> **What to do**:
Copy the records from the line containing "block in the photo above." up to and including the last line of the records, request lines included, and increase every coordinate in the answers by 143.

BEGIN

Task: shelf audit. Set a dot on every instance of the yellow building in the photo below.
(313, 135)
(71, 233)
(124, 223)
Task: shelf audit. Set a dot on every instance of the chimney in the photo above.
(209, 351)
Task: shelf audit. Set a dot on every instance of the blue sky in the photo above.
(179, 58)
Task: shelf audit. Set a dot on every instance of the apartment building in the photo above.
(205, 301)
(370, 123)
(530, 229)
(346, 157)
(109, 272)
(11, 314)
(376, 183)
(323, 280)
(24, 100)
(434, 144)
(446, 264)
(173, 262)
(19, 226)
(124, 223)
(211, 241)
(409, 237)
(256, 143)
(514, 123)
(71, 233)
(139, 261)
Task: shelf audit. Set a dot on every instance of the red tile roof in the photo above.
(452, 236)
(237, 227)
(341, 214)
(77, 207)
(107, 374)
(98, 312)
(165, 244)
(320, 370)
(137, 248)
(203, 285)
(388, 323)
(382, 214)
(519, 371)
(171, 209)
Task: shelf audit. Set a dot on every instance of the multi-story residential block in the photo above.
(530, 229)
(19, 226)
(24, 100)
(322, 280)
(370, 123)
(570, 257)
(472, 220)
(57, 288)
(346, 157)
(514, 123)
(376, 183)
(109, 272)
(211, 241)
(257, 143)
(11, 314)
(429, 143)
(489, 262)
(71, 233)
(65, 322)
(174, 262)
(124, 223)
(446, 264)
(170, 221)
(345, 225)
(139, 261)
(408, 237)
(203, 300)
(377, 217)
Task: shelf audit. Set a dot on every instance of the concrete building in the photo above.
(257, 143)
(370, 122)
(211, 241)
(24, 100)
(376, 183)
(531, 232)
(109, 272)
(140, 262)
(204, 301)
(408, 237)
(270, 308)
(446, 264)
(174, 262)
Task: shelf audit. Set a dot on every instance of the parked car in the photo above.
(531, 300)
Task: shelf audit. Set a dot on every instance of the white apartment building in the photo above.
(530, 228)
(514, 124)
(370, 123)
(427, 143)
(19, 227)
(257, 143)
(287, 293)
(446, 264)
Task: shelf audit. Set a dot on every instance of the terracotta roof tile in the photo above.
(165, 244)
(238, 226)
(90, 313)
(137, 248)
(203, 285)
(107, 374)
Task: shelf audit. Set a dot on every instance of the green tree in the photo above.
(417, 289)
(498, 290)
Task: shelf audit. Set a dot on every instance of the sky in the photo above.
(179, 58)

END

> **Worked solution**:
Task: shelf audit. Set a dot on every instance of the multi-story residential block in the photo above.
(673, 372)
(162, 369)
(167, 243)
(465, 423)
(513, 266)
(713, 400)
(615, 363)
(200, 431)
(489, 300)
(657, 266)
(519, 326)
(252, 415)
(354, 384)
(400, 286)
(154, 457)
(572, 286)
(632, 405)
(214, 376)
(208, 465)
(317, 405)
(267, 366)
(589, 407)
(313, 364)
(488, 368)
(282, 404)
(551, 380)
(346, 443)
(520, 360)
Task: shelf audit. Set a dot on every instance of the concrete building in the photo above.
(400, 286)
(513, 265)
(354, 384)
(167, 243)
(519, 326)
(674, 375)
(252, 415)
(283, 405)
(347, 444)
(551, 380)
(413, 451)
(589, 407)
(317, 405)
Task: shelf audit. Set a dot on every instance of the parked car in the photo above.
(674, 443)
Task: shelf audit. Set a dot on every instance of the white apartment building in the photo above.
(673, 371)
(657, 267)
(513, 266)
(570, 286)
(162, 370)
(400, 286)
(430, 436)
(589, 407)
Task: shelf audit. Set a dot on every instance of the terracotta roof tile in the photo above.
(308, 387)
(381, 369)
(233, 456)
(280, 391)
(346, 428)
(250, 517)
Task: shelf audit. Set a dot on every instance of the green tree in the photo above.
(560, 432)
(641, 433)
Task: shelf audit. Set a dot on every instance of the sky in the photo above.
(322, 201)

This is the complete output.